## [YOUR OBJECTIVE]
Please copy out every one of the entries below word for word, leaving nothing out.

Collected data entries

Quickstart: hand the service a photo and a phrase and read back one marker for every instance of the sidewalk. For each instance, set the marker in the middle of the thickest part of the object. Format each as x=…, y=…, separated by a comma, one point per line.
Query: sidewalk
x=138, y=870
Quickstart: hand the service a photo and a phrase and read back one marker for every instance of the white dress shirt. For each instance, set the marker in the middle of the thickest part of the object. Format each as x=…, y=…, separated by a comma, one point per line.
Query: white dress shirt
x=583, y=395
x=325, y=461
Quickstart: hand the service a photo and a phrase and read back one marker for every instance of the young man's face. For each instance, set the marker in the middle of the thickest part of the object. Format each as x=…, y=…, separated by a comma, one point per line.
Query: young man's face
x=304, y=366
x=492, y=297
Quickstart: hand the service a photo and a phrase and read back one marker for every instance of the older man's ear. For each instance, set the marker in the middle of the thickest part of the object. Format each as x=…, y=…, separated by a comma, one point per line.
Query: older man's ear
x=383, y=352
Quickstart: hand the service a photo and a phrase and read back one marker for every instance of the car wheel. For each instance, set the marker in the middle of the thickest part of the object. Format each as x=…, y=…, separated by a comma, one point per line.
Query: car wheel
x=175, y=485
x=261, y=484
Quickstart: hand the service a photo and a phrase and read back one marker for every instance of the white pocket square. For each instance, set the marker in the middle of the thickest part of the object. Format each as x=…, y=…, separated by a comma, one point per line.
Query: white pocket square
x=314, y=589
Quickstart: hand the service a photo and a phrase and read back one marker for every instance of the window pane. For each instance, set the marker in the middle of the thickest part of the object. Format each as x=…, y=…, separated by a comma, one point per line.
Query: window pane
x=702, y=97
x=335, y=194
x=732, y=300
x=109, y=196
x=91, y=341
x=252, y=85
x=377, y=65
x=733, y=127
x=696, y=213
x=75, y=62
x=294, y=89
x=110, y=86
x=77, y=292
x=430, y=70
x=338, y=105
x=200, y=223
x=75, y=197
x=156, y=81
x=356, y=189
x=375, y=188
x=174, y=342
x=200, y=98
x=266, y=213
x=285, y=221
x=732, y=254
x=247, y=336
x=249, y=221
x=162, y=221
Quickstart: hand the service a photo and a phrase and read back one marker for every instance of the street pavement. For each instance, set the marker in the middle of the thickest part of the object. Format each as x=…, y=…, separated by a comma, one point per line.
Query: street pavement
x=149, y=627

## [IN RESPONSE]
Quickstart: hand the service a photo and a phrase and read back one marker for every instance of the sidewalk. For each instance, set the marker in the middle of the thickest part of the object. Format each as x=…, y=…, separated by a comma, one point per line.
Query: sidewalk
x=138, y=870
Quickstart: hand the service a photo and a phrase and read back one marker for every instance of the white dress shirt. For each instance, set the marker in the middle of the thickest part of the object. Format each as x=…, y=…, separated by a comma, one point per line.
Query: white dress shirt
x=583, y=395
x=325, y=461
Quickstart: hand the service a photo and a phrase and read back one marker for every instance of the young man's face. For each instance, set the marker in the middle of the thickest part of the object. Format each as x=…, y=…, separated by a comma, one point per line.
Query: young man's face
x=304, y=366
x=492, y=297
Quickstart: hand the service a photo and a phrase and read back one marker for every instance of the older man's ear. For each instance, set the marker in the middle of the thickest part of the object. Format each as x=…, y=…, separated by a comma, one point per line.
Query: older man's ear
x=383, y=352
Quickstart: hand the service a photo and a phrase and read back one marker for every instance of the car wheel. For each instance, set the marker in the middle of the thickest part of the object. Format each as x=…, y=…, separated by a comma, one point per line.
Query: car wheel
x=175, y=485
x=261, y=484
Quickstart: hand the service a photo and a phrase and read back one marker for every instance of the white pocket square. For each instance, set the marker in the middle of the thickest part of the object. Format each as x=…, y=…, separated by a comma, one point per line.
Query: white pocket square
x=314, y=589
Quickstart: hand the service a photo and a phrase and read back one marker for every instance of the window pane. For each instance, set the marker in the middle of the thickest part of the object. Format each as x=…, y=…, separated by a comma, one point per line.
Query: window pane
x=702, y=97
x=335, y=194
x=732, y=300
x=109, y=196
x=91, y=341
x=252, y=85
x=377, y=65
x=733, y=127
x=696, y=213
x=75, y=62
x=294, y=89
x=110, y=86
x=77, y=292
x=430, y=70
x=338, y=105
x=200, y=223
x=75, y=197
x=156, y=81
x=356, y=189
x=375, y=188
x=174, y=342
x=200, y=98
x=266, y=213
x=285, y=221
x=732, y=254
x=247, y=336
x=249, y=221
x=162, y=221
Quickstart: hand the service a photo and a phrase and read back one marker for every instance of the street pavement. For each instance, set the marker in the middle of the thickest part of the object. Format each as x=…, y=…, separated by a comma, one point per line.
Query: street pavement
x=149, y=627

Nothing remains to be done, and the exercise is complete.